Stored data entries
[Start of section]
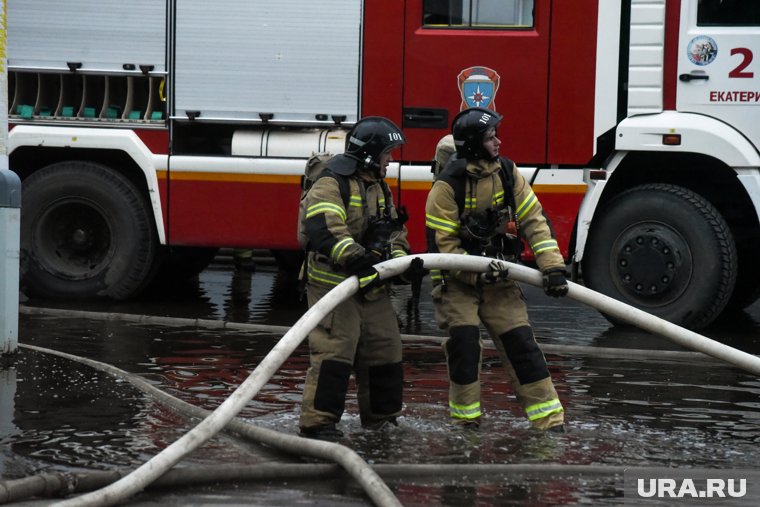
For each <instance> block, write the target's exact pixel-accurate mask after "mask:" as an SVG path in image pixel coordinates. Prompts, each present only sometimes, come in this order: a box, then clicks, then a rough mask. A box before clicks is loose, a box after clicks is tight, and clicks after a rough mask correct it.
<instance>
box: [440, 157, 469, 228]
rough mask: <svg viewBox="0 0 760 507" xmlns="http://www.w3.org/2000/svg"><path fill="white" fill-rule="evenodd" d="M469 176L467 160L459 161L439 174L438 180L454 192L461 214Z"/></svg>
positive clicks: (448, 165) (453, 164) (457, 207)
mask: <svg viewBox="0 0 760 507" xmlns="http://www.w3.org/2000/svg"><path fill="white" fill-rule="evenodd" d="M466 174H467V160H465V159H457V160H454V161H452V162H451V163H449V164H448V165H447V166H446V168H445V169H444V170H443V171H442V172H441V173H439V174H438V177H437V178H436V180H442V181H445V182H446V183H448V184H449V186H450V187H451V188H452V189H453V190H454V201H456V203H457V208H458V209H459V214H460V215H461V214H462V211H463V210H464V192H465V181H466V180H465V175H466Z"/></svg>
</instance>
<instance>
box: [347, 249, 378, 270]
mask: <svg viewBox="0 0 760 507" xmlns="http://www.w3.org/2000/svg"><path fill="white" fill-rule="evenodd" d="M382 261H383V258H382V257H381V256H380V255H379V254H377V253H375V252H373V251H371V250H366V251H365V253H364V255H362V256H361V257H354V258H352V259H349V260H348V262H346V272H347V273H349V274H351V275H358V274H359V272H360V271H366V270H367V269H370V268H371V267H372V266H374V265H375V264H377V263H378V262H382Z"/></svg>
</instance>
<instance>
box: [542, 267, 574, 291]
[End of section]
• _What is required_:
Find the line that contains "positive clicks: (448, 165)". Restate it and all lines after it exactly, ending with the final line of the data.

• _Task result_:
positive clicks: (448, 165) (453, 164) (457, 207)
mask: <svg viewBox="0 0 760 507" xmlns="http://www.w3.org/2000/svg"><path fill="white" fill-rule="evenodd" d="M466 174H467V160H465V159H457V160H454V161H452V162H451V163H449V164H448V165H447V166H446V168H445V169H444V170H443V171H442V172H441V173H439V174H438V177H437V178H436V180H442V181H445V182H446V183H448V184H449V186H450V187H451V188H452V189H453V190H454V201H456V203H457V208H458V209H459V214H460V215H461V214H462V211H463V210H464V192H465V181H466V180H465V175H466Z"/></svg>
</instance>
<instance>
box: [347, 249, 378, 270]
mask: <svg viewBox="0 0 760 507" xmlns="http://www.w3.org/2000/svg"><path fill="white" fill-rule="evenodd" d="M382 261H383V258H382V257H381V256H380V255H379V254H377V253H375V252H373V251H371V250H366V251H365V253H364V255H362V256H361V257H354V258H352V259H349V260H348V262H346V272H347V273H349V274H351V275H358V274H359V272H360V271H366V270H367V269H370V268H371V267H372V266H374V265H375V264H377V263H378V262H382Z"/></svg>
</instance>
<instance>
box: [542, 267, 574, 291]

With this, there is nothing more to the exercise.